> **TASK STATEMENT**
Can you render the items as a numbered list, starting at the line that contains "query: the noun phrase to segment: distant" and ending at the line that contains "17], [200, 30]]", with blank lines left out and nothing outside that span?
##### RECORDS SHOWN #####
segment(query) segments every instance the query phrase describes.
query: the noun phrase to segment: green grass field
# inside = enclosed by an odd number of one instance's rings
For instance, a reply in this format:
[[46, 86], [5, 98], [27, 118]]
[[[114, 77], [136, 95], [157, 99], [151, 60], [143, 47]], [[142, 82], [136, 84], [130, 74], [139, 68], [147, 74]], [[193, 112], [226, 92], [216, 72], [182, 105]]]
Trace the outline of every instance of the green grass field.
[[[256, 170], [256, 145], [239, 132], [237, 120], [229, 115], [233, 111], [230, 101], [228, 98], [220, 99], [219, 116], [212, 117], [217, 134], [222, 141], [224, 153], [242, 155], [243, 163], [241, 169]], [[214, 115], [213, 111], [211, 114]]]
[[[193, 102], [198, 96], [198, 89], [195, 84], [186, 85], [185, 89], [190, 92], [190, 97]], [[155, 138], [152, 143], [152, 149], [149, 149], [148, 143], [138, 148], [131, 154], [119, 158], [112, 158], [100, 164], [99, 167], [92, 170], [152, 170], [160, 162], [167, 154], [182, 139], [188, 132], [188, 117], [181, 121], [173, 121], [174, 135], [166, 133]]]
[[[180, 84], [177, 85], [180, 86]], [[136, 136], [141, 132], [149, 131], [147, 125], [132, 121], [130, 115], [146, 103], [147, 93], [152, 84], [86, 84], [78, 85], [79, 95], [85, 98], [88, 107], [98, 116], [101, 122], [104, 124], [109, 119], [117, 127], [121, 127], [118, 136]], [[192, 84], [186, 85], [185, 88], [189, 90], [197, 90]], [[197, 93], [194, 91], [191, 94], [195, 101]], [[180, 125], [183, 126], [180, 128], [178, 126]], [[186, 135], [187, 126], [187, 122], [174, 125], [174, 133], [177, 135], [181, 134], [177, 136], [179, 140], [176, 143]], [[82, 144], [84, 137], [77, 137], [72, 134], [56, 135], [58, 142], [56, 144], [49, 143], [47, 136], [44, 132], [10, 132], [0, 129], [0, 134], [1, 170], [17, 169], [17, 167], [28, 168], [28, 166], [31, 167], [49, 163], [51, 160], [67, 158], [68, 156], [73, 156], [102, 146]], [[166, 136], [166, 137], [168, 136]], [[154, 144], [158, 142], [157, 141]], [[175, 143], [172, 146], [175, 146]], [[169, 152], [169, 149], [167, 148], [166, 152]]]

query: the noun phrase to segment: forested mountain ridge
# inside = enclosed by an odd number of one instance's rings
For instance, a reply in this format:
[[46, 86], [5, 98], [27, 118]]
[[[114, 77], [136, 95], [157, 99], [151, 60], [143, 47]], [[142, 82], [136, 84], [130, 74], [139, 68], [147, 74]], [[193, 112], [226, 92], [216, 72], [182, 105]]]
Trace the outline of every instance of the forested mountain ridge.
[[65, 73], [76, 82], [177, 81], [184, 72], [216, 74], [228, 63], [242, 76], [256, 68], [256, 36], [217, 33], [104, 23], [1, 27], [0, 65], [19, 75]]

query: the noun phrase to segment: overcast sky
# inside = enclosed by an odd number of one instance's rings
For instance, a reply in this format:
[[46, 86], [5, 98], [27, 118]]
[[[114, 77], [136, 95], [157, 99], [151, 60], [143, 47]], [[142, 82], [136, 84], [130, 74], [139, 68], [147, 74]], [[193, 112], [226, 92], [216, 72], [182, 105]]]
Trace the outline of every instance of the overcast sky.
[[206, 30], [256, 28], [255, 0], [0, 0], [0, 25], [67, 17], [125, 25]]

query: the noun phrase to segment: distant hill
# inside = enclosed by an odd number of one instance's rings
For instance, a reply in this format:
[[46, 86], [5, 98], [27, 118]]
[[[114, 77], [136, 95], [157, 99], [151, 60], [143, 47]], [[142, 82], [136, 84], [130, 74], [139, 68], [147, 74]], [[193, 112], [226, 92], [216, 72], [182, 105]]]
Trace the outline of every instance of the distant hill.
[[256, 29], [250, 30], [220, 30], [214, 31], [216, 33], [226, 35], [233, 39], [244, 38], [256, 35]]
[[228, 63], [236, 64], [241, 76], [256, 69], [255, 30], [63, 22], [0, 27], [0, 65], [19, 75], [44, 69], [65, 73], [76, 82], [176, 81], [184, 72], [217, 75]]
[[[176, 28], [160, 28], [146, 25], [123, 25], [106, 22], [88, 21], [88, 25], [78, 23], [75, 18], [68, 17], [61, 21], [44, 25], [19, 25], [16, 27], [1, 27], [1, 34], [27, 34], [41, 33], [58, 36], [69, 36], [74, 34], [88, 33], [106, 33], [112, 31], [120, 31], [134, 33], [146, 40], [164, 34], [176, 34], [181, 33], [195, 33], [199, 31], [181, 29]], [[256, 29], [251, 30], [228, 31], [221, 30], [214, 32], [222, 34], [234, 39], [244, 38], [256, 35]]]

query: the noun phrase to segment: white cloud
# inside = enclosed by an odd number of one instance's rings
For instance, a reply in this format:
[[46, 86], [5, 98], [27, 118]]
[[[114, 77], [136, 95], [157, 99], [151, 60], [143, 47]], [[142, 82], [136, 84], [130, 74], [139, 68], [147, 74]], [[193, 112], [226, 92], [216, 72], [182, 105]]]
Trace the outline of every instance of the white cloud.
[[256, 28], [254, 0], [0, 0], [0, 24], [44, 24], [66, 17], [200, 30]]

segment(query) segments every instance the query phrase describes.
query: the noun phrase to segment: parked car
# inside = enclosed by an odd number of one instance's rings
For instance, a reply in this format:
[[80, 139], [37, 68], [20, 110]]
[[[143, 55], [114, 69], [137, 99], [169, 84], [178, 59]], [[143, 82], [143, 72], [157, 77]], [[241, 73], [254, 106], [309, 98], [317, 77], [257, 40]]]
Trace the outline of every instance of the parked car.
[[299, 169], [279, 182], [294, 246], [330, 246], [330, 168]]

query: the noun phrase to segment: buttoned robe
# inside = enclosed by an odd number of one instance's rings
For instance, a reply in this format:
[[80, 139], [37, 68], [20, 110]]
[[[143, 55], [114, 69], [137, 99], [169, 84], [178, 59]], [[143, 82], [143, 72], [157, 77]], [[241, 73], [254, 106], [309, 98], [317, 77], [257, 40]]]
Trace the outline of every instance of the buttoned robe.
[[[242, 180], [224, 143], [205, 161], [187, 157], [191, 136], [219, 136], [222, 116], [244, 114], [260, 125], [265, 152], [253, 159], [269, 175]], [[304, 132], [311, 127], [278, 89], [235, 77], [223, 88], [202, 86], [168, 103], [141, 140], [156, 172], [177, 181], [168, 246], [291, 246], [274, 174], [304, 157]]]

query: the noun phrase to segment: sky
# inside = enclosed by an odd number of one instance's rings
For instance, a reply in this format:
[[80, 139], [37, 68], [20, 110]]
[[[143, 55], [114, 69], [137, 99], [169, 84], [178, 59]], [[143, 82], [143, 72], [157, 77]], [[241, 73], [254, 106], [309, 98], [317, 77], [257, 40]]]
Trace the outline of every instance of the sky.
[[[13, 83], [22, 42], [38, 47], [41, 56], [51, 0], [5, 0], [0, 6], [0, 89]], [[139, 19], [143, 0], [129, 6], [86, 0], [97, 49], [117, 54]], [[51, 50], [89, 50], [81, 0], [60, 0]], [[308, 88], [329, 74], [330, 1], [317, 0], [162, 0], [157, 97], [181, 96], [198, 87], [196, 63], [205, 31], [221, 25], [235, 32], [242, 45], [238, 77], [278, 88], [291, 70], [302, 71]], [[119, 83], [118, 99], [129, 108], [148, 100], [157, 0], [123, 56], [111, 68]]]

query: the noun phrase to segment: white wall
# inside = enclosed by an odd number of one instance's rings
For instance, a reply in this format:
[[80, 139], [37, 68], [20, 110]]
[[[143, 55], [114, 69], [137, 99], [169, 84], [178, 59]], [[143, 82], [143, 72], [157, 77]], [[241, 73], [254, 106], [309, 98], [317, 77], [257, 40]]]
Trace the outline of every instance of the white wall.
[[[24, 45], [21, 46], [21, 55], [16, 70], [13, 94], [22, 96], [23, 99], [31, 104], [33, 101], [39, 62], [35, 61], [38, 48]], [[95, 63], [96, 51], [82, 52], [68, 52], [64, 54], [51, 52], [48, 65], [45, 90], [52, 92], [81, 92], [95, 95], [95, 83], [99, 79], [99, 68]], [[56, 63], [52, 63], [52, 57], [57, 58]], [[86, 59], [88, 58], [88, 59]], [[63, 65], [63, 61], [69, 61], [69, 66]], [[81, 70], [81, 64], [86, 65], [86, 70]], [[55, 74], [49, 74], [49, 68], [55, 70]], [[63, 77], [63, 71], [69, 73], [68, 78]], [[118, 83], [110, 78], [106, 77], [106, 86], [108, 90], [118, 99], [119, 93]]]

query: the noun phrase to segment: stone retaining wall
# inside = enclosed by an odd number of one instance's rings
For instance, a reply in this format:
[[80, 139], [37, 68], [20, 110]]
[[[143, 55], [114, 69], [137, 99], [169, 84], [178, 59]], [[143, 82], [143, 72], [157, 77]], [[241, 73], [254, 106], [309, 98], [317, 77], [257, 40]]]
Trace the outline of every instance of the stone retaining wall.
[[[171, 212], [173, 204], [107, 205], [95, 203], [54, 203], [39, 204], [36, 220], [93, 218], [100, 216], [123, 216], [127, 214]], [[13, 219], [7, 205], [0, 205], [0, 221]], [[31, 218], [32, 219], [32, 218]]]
#####
> **TASK RESULT**
1. query: the noun phrase to segment: distant hill
2. # inside = enclosed by an odd number of one instance's rings
3. For instance, a reply in this format:
4. [[46, 86], [5, 98], [27, 118]]
5. [[[114, 77], [136, 95], [157, 99], [151, 60], [143, 47]], [[142, 82], [136, 84], [130, 74], [139, 68], [147, 74]], [[193, 112], [226, 92], [216, 72], [182, 105]]]
6. Trace the outline of every instance of the distant hill.
7. [[256, 29], [250, 30], [220, 30], [214, 31], [216, 33], [226, 35], [233, 39], [244, 38], [256, 35]]
8. [[228, 63], [236, 64], [241, 76], [256, 69], [255, 30], [63, 22], [0, 27], [0, 65], [19, 75], [44, 69], [65, 73], [76, 82], [176, 81], [184, 72], [217, 75]]
9. [[[176, 28], [160, 28], [146, 25], [123, 25], [106, 22], [88, 21], [88, 25], [78, 23], [75, 18], [68, 17], [61, 21], [44, 25], [19, 25], [16, 27], [1, 27], [1, 34], [27, 34], [41, 33], [58, 36], [69, 36], [74, 34], [88, 33], [106, 33], [112, 31], [120, 31], [134, 33], [146, 40], [164, 34], [176, 34], [181, 33], [195, 33], [199, 31], [181, 29]], [[256, 29], [251, 30], [228, 31], [221, 30], [214, 32], [222, 34], [234, 39], [244, 38], [256, 35]]]
10. query: the noun phrase to segment: white cloud
11. # inside = enclosed by an odd number of one instance's rings
12. For instance, a reply in this format:
13. [[46, 86], [5, 98], [27, 118]]
14. [[[114, 77], [136, 95], [157, 99], [151, 60], [143, 47]], [[142, 82], [136, 84], [130, 74], [139, 68], [147, 74]], [[193, 112], [226, 92], [216, 72], [182, 105]]]
15. Trace the outline of every instance of the white cloud.
16. [[256, 28], [254, 0], [0, 0], [0, 24], [44, 24], [66, 17], [200, 30]]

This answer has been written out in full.